TASK INPUT:
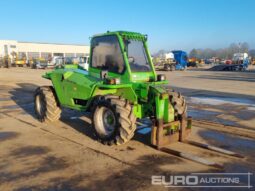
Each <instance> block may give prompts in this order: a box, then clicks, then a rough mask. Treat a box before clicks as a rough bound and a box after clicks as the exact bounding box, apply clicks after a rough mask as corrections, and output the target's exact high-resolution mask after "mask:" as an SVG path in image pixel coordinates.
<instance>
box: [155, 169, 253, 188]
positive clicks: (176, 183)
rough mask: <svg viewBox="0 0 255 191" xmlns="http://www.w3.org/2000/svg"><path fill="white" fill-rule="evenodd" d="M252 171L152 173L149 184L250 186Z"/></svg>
mask: <svg viewBox="0 0 255 191" xmlns="http://www.w3.org/2000/svg"><path fill="white" fill-rule="evenodd" d="M252 175H253V174H252V173H250V172H248V173H190V174H188V175H187V174H186V175H169V176H162V175H153V176H151V184H152V185H157V186H164V187H205V188H206V187H207V188H212V187H217V188H224V187H227V188H235V187H236V188H252V187H253V186H252V185H251V177H252Z"/></svg>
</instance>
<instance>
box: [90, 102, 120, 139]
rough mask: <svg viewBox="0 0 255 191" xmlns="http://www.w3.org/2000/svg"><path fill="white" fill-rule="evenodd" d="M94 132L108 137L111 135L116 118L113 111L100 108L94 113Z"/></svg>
mask: <svg viewBox="0 0 255 191" xmlns="http://www.w3.org/2000/svg"><path fill="white" fill-rule="evenodd" d="M96 113H97V114H96V118H95V120H96V123H97V125H96V127H95V128H96V130H97V132H98V134H100V135H101V136H104V137H109V136H111V135H112V134H113V132H114V129H115V126H116V118H115V115H114V113H113V111H112V110H111V109H109V108H107V107H100V108H98V109H97V111H96Z"/></svg>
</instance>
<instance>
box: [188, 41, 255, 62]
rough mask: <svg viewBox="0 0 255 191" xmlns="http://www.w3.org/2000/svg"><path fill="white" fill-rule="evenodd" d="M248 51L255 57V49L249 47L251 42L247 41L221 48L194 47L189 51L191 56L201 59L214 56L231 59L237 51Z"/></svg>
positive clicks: (192, 56)
mask: <svg viewBox="0 0 255 191" xmlns="http://www.w3.org/2000/svg"><path fill="white" fill-rule="evenodd" d="M238 52H241V53H248V54H249V56H252V57H255V50H250V49H249V44H248V43H247V42H244V43H239V44H236V43H232V44H230V45H229V47H227V48H220V49H210V48H206V49H195V48H194V49H192V50H191V51H190V53H189V57H190V58H192V57H195V58H199V59H208V58H212V57H217V58H221V59H231V58H232V57H233V55H234V54H235V53H238Z"/></svg>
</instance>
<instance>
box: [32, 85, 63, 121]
mask: <svg viewBox="0 0 255 191" xmlns="http://www.w3.org/2000/svg"><path fill="white" fill-rule="evenodd" d="M34 108H35V114H36V117H37V118H38V120H39V121H41V122H54V121H57V120H58V119H59V118H60V115H61V109H60V107H59V104H58V101H57V97H56V95H55V91H54V88H53V87H52V86H42V87H39V88H37V89H36V90H35V95H34Z"/></svg>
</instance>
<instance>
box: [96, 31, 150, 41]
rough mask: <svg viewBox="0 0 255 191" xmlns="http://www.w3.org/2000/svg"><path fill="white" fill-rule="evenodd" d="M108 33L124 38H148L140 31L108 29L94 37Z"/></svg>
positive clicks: (107, 34)
mask: <svg viewBox="0 0 255 191" xmlns="http://www.w3.org/2000/svg"><path fill="white" fill-rule="evenodd" d="M106 35H118V36H121V37H122V38H127V39H139V40H147V35H144V34H141V33H138V32H129V31H107V32H106V33H101V34H96V35H94V36H93V37H99V36H106Z"/></svg>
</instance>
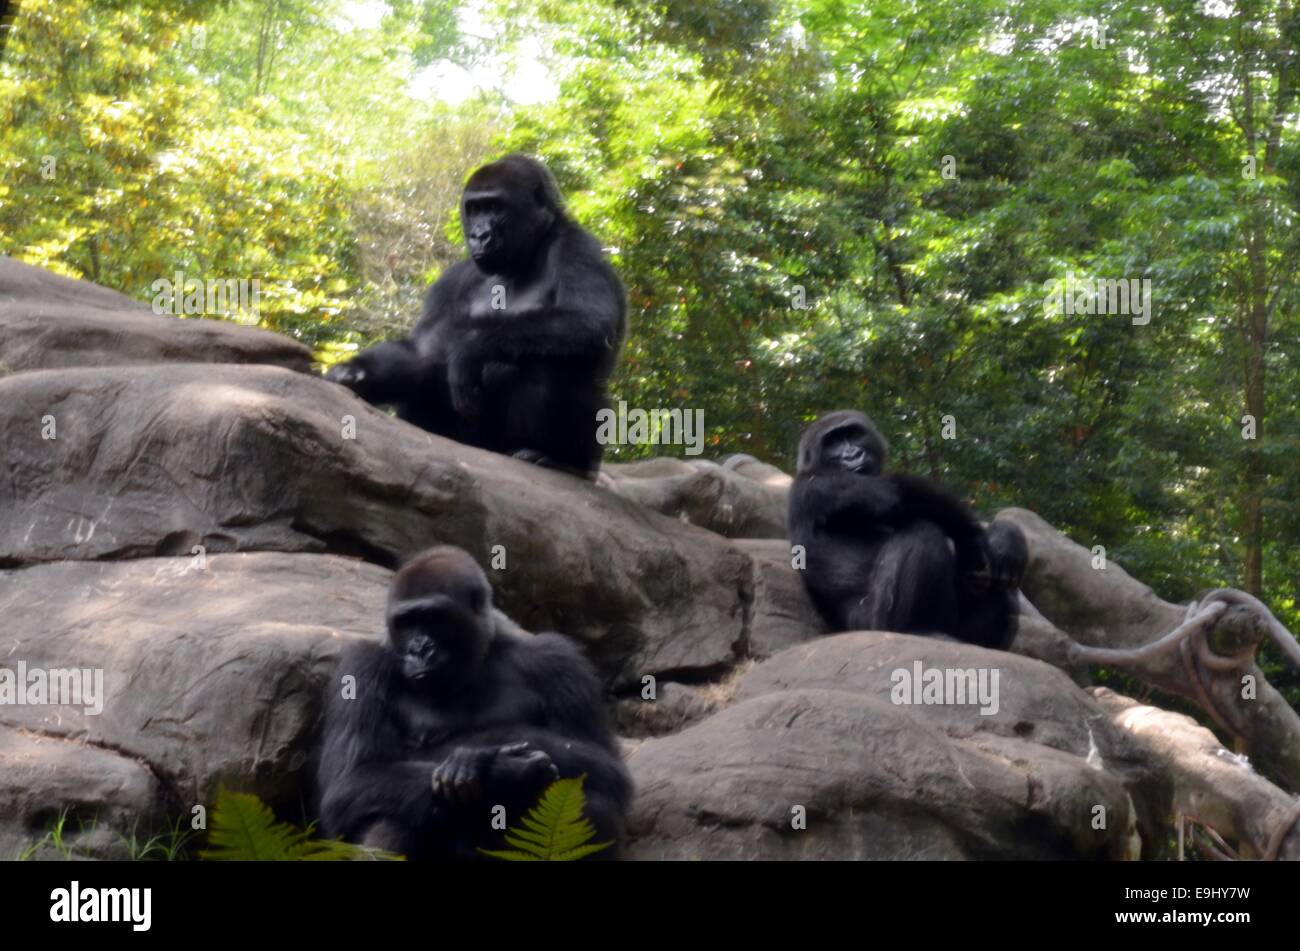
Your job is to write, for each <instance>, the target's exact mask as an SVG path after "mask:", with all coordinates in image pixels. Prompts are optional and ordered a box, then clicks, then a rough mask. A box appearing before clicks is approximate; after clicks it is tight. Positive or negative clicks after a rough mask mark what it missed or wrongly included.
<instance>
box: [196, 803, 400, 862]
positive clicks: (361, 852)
mask: <svg viewBox="0 0 1300 951" xmlns="http://www.w3.org/2000/svg"><path fill="white" fill-rule="evenodd" d="M209 824H211V828H209V830H208V848H205V850H203V851H201V852H199V857H200V859H207V860H208V861H346V860H350V859H372V860H393V859H400V857H402V856H399V855H393V854H391V852H383V851H380V850H377V848H365V847H363V846H354V844H350V843H347V842H338V841H334V839H313V838H312V831H313V829H315V826H308V828H307V829H305V830H304V829H299V828H296V826H294V825H290V824H289V822H281V821H278V820H277V818H276V813H273V812H272V811H270V808H269V807H268V805H266V804H265V803H264V802H261V800H260V799H259V798H257V796H255V795H248V794H247V792H229V791H226V790H221V791H220V792H218V794H217V803H216V805H214V807H213V808H212V816H211V820H209Z"/></svg>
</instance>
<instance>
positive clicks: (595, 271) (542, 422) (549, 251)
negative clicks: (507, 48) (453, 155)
mask: <svg viewBox="0 0 1300 951" xmlns="http://www.w3.org/2000/svg"><path fill="white" fill-rule="evenodd" d="M460 220H461V223H463V226H464V233H465V246H467V248H468V251H469V257H468V259H467V260H463V261H460V262H458V264H455V265H452V266H451V268H448V269H447V270H446V273H443V275H442V277H441V278H438V281H435V282H434V285H433V286H432V287H430V288H429V294H428V296H426V298H425V304H424V314H422V316H421V317H420V321H419V322H417V323H416V325H415V329H413V330H412V331H411V335H409V336H408V338H406V339H400V340H391V342H387V343H381V344H378V346H377V347H372V348H370V349H367V351H364V352H363V353H360V355H357V356H356V357H355V359H352V360H350V361H347V362H344V364H341V365H338V366H334V368H331V369H330V370H329V373H326V375H325V378H326V379H330V381H333V382H335V383H342V385H343V386H347V387H348V388H351V390H354V391H355V392H356V394H357V395H359V396H361V398H363V399H365V400H367V401H369V403H377V404H390V405H393V407H394V408H395V409H396V412H398V416H399V417H402V418H403V420H407V421H409V422H412V424H415V425H416V426H421V427H422V429H426V430H429V431H430V433H437V434H439V435H445V437H448V438H451V439H456V440H458V442H461V443H467V444H469V446H478V447H482V448H486V450H491V451H494V452H502V453H507V455H513V456H516V457H519V459H525V460H528V461H533V463H538V464H541V465H549V466H554V468H559V469H565V470H569V472H573V473H576V474H580V475H585V477H591V475H593V473H595V470H597V469H598V468H599V464H601V456H602V448H601V446H599V443H598V442H597V438H595V433H597V420H595V414H597V411H599V409H601V408H602V407H604V404H606V392H604V386H606V381H607V379H608V377H610V373H611V372H612V370H614V365H615V362H616V360H617V356H619V352H620V349H621V347H623V339H624V335H625V333H627V299H625V292H624V290H623V283H621V282H620V281H619V277H617V274H615V272H614V269H612V268H611V266H610V265H608V262H607V261H606V260H604V257H603V255H602V252H601V246H599V244H598V243H597V240H595V238H593V236H591V235H590V234H588V233H586V231H584V230H582V229H581V227H578V226H577V225H576V223H573V221H571V220H569V217H568V216H567V214H565V212H564V208H563V203H562V199H560V194H559V188H558V187H556V184H555V179H554V178H552V177H551V173H550V171H549V170H547V169H546V166H545V165H542V164H541V162H538V161H534V160H533V158H528V157H526V156H521V155H510V156H506V157H504V158H502V160H499V161H495V162H491V164H490V165H485V166H482V168H481V169H478V170H477V171H476V173H474V174H473V175H471V178H469V182H468V183H467V184H465V191H464V195H463V196H461V201H460Z"/></svg>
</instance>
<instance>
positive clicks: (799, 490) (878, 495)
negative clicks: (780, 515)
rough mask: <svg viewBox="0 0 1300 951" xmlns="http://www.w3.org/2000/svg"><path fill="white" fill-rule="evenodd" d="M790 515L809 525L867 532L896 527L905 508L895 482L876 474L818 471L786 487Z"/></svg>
mask: <svg viewBox="0 0 1300 951" xmlns="http://www.w3.org/2000/svg"><path fill="white" fill-rule="evenodd" d="M790 511H792V517H794V518H797V520H798V521H802V522H805V524H807V525H811V526H813V527H829V529H835V527H836V524H840V525H841V526H842V527H848V529H857V530H862V531H867V530H871V529H876V527H880V526H897V525H898V524H900V520H901V518H902V516H904V513H905V509H904V508H902V499H901V495H900V492H898V487H897V485H896V482H894V481H893V479H891V478H883V477H879V475H862V474H858V473H849V472H841V470H820V472H813V473H807V474H805V475H800V477H797V478H796V479H794V486H793V487H792V490H790Z"/></svg>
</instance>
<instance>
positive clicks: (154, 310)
mask: <svg viewBox="0 0 1300 951" xmlns="http://www.w3.org/2000/svg"><path fill="white" fill-rule="evenodd" d="M149 290H151V291H152V292H153V313H156V314H164V313H169V314H172V316H174V317H181V316H186V317H194V316H196V314H207V316H209V317H216V316H220V314H226V316H230V317H235V318H237V322H238V321H240V318H242V322H256V320H257V305H259V304H260V303H261V281H259V279H256V278H255V279H252V281H247V279H238V281H237V279H234V278H229V279H221V278H214V279H212V281H200V279H198V278H187V277H186V275H185V274H183V273H182V272H179V270H178V272H175V274H174V275H173V279H170V281H169V279H168V278H159V279H157V281H155V282H153V283H151V285H149Z"/></svg>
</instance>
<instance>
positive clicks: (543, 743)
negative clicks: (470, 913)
mask: <svg viewBox="0 0 1300 951" xmlns="http://www.w3.org/2000/svg"><path fill="white" fill-rule="evenodd" d="M387 626H389V642H387V643H386V644H376V643H369V642H368V643H360V644H354V646H350V647H348V648H347V650H346V651H344V652H343V656H342V657H341V659H339V666H338V678H335V681H334V682H333V685H331V689H330V695H329V699H328V707H326V715H325V738H324V750H322V754H321V761H320V768H318V773H317V781H318V791H320V795H321V808H320V812H321V825H322V829H324V831H325V833H326V834H328V835H330V837H343V838H346V839H348V841H351V842H359V843H364V844H369V846H374V847H380V848H386V850H390V851H394V852H400V854H402V855H406V856H407V857H409V859H438V857H477V852H476V847H485V848H500V847H502V833H500V830H498V829H493V828H491V818H493V807H497V805H503V807H506V820H507V824H508V825H511V826H513V825H516V824H517V822H519V818H520V817H521V816H523V815H524V813H525V812H526V811H528V809H529V808H532V807H533V805H536V803H537V800H538V798H539V795H541V794H542V791H543V790H545V789H546V787H547V786H549V785H550V783H551V782H552V781H555V780H556V778H569V777H577V776H582V774H585V776H586V780H585V782H584V783H582V789H584V791H585V794H586V817H588V818H589V820H590V821H591V824H593V825H594V826H595V830H597V838H595V839H594V841H595V842H606V841H614V842H616V841H617V839H619V835H620V834H621V828H623V817H624V815H625V812H627V807H628V800H629V799H630V795H632V781H630V778H629V776H628V772H627V769H625V768H624V765H623V761H621V759H620V756H619V750H617V746H616V744H615V739H614V737H612V734H611V733H610V729H608V725H607V722H606V717H604V708H603V705H602V694H601V685H599V681H598V679H597V676H595V670H594V669H593V668H591V665H590V663H588V661H586V659H585V657H584V656H582V655H581V652H580V651H578V650H577V648H576V647H575V646H573V644H572V643H569V642H568V640H567V639H565V638H563V637H562V635H559V634H538V635H536V637H534V635H532V634H528V633H525V631H521V630H519V629H517V628H513V626H512V625H511V624H510V622H508V621H507V620H506V618H504V616H502V615H499V613H497V612H494V611H493V607H491V589H490V587H489V585H487V578H486V577H485V576H484V573H482V570H481V569H480V568H478V565H477V564H474V561H473V559H471V557H469V555H468V553H467V552H464V551H461V550H460V548H452V547H438V548H432V550H429V551H426V552H424V553H422V555H420V556H417V557H416V559H415V560H412V561H411V563H408V564H407V565H406V566H404V568H402V570H400V572H398V574H396V578H395V579H394V582H393V589H391V591H390V592H389V607H387ZM346 674H352V676H355V678H356V681H355V699H347V698H346V695H344V694H343V690H342V677H343V676H346ZM612 852H614V850H612V848H611V850H604V851H603V852H598V854H597V857H612Z"/></svg>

PROBLEM DETAILS: Each line of the material with the word "coordinates" in it should be listed.

ANSWER BELOW:
Each <instance> block may give prompts in this order: a box, then clicks, then a rough mask. Treat a box before clicks as a rough bound and a box after clicks as the exact bounding box, apply clicks after a rough mask as corrections, and output the target's exact high-resolution mask after "mask:" as an SVG path in image pixel coordinates.
Your job is to write, for each <instance>, the target's exact mask as an SVG path after "mask:", with all coordinates in image pixels. Prompts are optional and ordered a box, then clicks, then a rough mask. A box appearing before clicks is approximate; after clicks it is tight. Positive or negative clicks after a rough mask mark what it missed or wrongly included.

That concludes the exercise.